**EXERCISE:** Using the entries that follow, write out the line containing "Put a dot on each instance of the bokeh", the line containing "Put a dot on each instance of the blurred background", and every line between them, exactly and nothing else.

Point localization data
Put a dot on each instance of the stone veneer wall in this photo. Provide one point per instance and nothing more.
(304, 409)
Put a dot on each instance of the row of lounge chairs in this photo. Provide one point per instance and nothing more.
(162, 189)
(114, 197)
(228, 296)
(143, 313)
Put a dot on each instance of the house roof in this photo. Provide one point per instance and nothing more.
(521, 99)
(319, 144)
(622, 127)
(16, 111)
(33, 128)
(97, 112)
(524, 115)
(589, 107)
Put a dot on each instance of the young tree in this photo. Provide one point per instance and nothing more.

---

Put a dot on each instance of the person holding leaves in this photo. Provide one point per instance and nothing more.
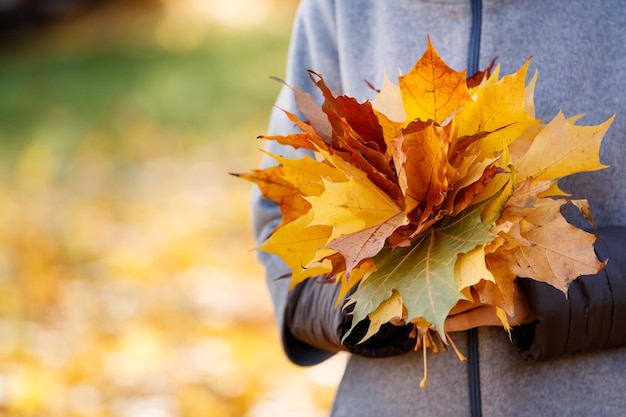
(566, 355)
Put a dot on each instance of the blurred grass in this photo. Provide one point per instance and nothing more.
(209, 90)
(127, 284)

---

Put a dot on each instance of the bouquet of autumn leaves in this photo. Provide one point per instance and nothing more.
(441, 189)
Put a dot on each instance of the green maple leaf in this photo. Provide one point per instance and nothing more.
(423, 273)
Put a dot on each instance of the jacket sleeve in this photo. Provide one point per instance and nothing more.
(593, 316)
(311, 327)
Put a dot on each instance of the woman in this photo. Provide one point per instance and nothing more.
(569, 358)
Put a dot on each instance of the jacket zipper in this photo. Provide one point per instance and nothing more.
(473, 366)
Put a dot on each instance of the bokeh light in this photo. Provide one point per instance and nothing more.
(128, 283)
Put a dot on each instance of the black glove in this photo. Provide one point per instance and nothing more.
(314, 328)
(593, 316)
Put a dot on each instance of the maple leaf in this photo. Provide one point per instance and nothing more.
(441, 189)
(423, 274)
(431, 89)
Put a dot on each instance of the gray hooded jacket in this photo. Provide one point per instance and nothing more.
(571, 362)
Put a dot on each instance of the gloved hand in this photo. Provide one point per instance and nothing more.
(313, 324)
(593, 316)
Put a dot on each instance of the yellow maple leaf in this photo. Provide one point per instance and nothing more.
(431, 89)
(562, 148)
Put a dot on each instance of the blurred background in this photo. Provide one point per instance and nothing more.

**EXPECTED OUTPUT:**
Put a dot on each instance of the bokeh light in this photo. Provide one point per instance and nothing more.
(128, 283)
Put a dot on each instance of the black glove in this photo. Provide one point per instance and nothing more.
(314, 328)
(593, 316)
Put a dot on each instance of the maple leaf in this photo. Provide one point per instance and nothing more.
(441, 189)
(423, 274)
(431, 89)
Put a dot on each instance of the gray hooded jacket in this photo. Provide one point per instance and nothing more.
(571, 362)
Put a dot on each instance of the gloved hand in this photo. Provide one point per instance and nothing more.
(313, 324)
(593, 316)
Put a dot on each instance of the yellow maple leaf in this photo. Provide one point per instance and nothing more.
(431, 89)
(562, 148)
Put a dot on each instance of the blurred background in this photo. Provide one point per instance and nothing more.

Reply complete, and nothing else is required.